* _PROBLÈME POSÉ A_: Dans l'extrait sur la campagne de Kamala Harris, quel nom porte la plateforme publiée par sa campagne ?
* _PROBLÈME POSÉ B_: Poursuivez l'extrait sur la campagne de Kamala Harris à partir de sa dernière phrase.

Le « parti de la guerre » élabore ses plans

Le « parti de la guerre » élabore ses plans

Par Patrick Lawrence – Le 18 septembre 2024 – Source UNZReview

La Maison Blanche de Biden et la machine du Parti Démocrate qui vient de faire passer Kamala Harris de la deuxième place du régime à la première place deviennent de plus en plus intéressants chaque semaine, je dois dire. La campagne de Mme Harris a enfin publié, deux mois après que les élites et les financiers du parti ont fait passer sa candidature en dépit de tout semblant de processus démocratique, une plateforme qu’elle appelle A New Way Forward, et j’y reviendrai en temps voulu. Je vais moins m’intéresser aux mots affichés sur un site web qu’à deux développements récents que nous allons examiner ensemble, car personne n’a encore pensé à le faire.

Lentement et très sûrement, la façon dont le nouveau régime Démocrate, en cas de victoire de Harris le 5 novembre, se propose de gérer les affaires de l’imperium devient claire au fil de ces rebondissements hebdomadaires. Et quel que soit le nombre d’électeurs stupides qui se font des illusions, si Harris accède à la Maison Blanche, ses affaires ne seront ni plus ni moins que la gestion de l’impérium – les guerres, les provocations, les sanctions illégales et autres punitions collectives, les clients terroristes en Israël, les néo-nazis à Kiev.

Enregistrements de pointage d'objets nommés:
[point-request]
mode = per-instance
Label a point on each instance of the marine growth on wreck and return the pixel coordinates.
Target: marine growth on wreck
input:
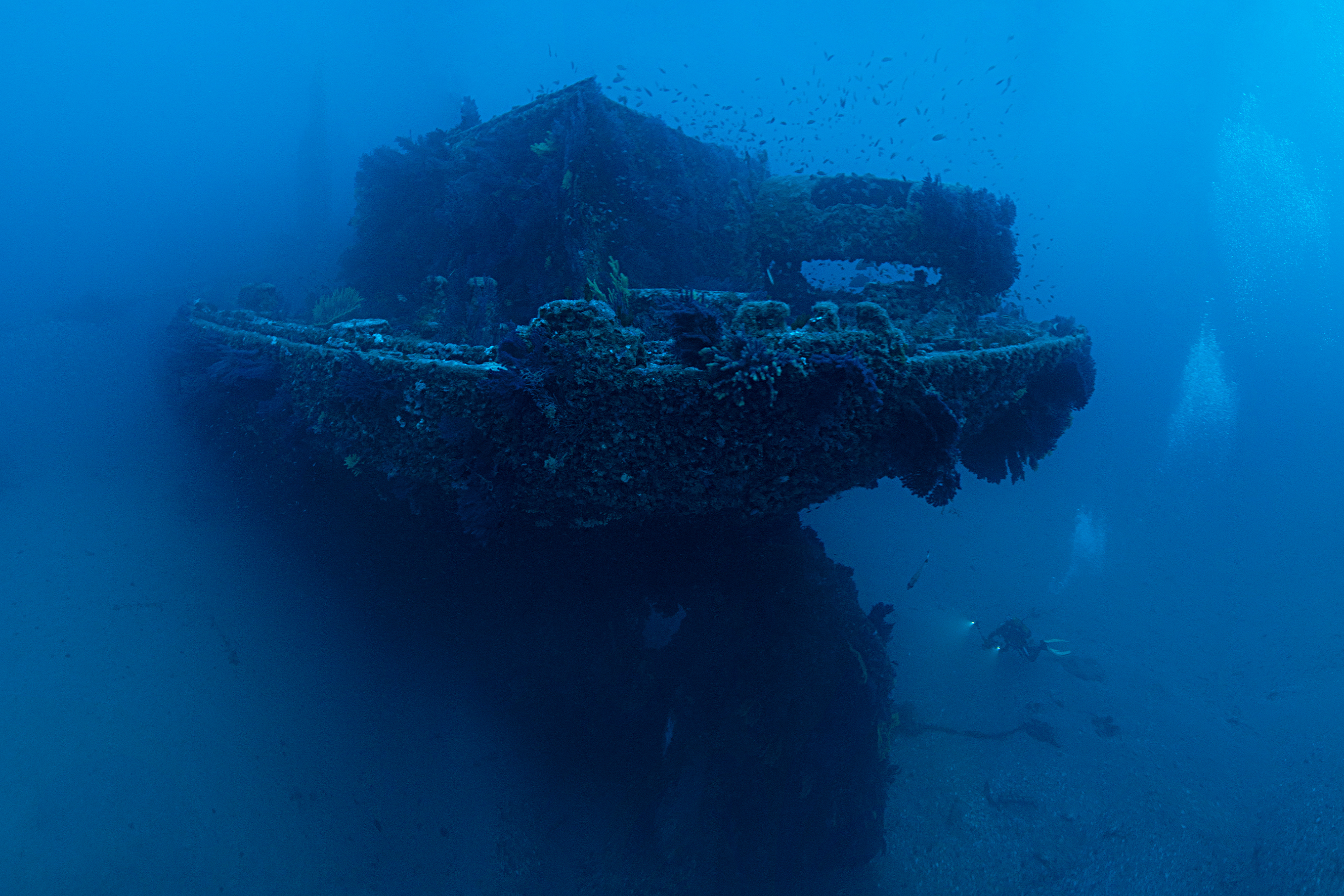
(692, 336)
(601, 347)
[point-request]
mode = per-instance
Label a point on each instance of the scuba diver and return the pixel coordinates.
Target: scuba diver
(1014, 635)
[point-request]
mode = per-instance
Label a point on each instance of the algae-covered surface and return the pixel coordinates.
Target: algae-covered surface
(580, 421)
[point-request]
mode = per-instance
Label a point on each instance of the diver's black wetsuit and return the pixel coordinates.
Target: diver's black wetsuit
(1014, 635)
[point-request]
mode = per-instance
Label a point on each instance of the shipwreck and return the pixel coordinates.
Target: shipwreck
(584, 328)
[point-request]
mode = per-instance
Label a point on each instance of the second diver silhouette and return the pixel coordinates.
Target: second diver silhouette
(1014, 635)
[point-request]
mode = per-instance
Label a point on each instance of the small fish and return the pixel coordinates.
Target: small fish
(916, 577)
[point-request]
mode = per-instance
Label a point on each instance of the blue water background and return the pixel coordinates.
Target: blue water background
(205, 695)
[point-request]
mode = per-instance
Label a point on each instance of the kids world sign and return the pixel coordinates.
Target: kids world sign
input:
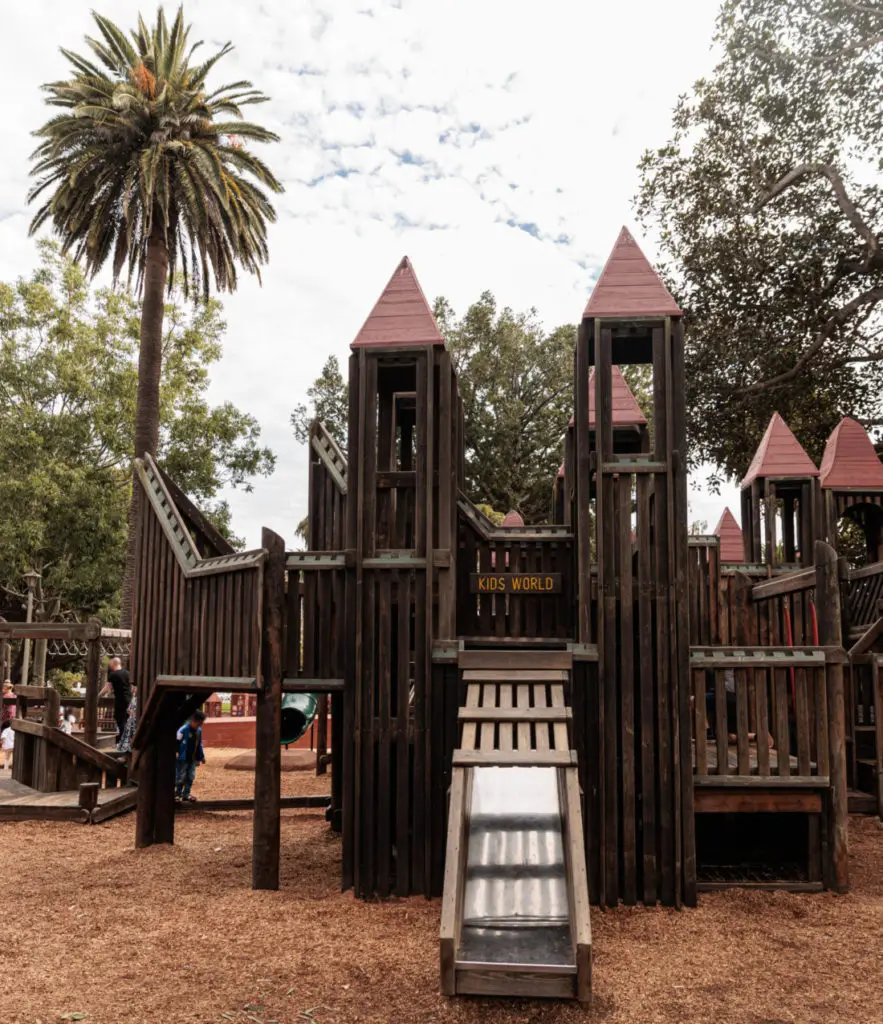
* * *
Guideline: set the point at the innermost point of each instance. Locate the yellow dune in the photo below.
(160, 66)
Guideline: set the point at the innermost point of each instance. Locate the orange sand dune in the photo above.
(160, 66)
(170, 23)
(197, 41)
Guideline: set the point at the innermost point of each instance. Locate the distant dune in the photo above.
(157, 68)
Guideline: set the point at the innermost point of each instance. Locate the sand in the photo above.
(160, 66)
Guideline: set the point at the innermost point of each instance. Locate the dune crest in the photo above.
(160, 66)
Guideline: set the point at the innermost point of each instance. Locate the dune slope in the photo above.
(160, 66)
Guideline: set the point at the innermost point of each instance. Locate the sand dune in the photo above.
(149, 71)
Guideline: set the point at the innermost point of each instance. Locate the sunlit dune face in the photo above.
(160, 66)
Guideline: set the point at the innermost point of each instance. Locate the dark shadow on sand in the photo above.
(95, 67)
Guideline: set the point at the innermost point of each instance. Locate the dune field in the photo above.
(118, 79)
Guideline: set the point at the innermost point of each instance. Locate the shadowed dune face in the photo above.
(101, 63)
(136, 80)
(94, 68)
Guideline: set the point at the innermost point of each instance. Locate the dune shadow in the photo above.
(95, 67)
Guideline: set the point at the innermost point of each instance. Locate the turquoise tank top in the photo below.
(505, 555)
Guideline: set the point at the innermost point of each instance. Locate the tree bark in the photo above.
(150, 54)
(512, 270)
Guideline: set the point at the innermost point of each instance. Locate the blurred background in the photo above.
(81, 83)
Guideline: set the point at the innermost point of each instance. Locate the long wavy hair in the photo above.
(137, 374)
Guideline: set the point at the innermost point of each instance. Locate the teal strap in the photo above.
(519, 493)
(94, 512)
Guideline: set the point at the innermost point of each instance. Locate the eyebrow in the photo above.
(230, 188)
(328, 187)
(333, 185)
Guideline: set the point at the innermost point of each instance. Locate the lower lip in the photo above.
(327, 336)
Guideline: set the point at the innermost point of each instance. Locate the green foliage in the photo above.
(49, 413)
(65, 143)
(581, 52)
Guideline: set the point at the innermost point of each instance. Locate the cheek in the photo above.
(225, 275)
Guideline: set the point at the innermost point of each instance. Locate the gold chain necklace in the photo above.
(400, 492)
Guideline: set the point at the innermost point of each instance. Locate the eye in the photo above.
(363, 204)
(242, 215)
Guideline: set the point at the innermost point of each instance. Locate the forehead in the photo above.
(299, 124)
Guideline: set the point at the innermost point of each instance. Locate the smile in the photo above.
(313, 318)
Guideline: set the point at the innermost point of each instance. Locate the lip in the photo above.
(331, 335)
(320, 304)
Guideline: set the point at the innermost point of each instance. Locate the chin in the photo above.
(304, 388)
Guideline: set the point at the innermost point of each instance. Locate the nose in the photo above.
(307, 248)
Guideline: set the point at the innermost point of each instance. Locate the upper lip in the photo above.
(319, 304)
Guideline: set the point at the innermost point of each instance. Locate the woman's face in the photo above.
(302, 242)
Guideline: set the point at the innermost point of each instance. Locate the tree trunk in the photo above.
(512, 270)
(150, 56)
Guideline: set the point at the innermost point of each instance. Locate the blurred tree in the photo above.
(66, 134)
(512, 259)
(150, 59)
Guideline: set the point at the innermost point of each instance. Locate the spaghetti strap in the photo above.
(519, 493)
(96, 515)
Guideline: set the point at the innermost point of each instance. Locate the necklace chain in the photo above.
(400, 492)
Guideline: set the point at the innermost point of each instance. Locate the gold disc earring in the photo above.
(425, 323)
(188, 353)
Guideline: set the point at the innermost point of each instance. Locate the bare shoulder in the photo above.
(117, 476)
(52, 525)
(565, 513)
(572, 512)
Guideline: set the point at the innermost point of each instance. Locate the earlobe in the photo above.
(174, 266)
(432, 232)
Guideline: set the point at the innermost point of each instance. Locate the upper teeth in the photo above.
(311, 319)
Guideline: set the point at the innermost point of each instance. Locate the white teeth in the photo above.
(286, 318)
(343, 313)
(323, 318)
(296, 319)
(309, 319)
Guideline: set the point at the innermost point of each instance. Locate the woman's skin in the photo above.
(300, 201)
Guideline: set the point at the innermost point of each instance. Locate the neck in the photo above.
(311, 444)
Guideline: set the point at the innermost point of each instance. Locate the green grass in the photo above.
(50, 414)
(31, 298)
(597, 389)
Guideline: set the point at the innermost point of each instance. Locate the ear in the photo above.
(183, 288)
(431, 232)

* _RÉPONSE ATTENDUE A_: A New Way Forward.

* _RÉPONSE ATTENDUE B_:
Mercredi dernier, le 4 septembre, Liz Cheney a surpris Washington et, je suppose, la plupart d’entre nous, en annonçant qu’elle soutiendrait la candidature de Harris à la présidence. L’ancienne députée du Wyoming, une belliciste adepte des coups d’État qui reste l’une des plus grandes va-t-en-guerres de la politique étrangère de droite, n’est pas la première républicaine à passer de l’autre côté de l’allée cette saison politique, mais elle n’est pas non plus la dernière : Deux jours plus tard, le père de Liz faisait de même. Dick Cheney, bien sûr, n’a plus besoin d’être présenté.

Immédiatement, la campagne de Mme Harris s’est déclarée ravie d’avoir le soutien de ces courageux patriotes, comme l’organisation les a appelés dans ses déclarations officielles.

Une semaine après cette politique de haut niveau, le président Biden s’est réuni dans le bureau ovale avec Keir Starmer, le nouveau premier ministre britannique, pour examiner la proposition de l’Ukraine de tirer des missiles fournis par l’Occident sur des cibles situées bien à l’intérieur du territoire russe. Les Britanniques sont prêts à aller dans le sens du régime de Kiev, tout comme les Français, mais tous – Londres, Paris, Kiev – ont besoin de la permission de Biden pour élargir la guerre de cette manière.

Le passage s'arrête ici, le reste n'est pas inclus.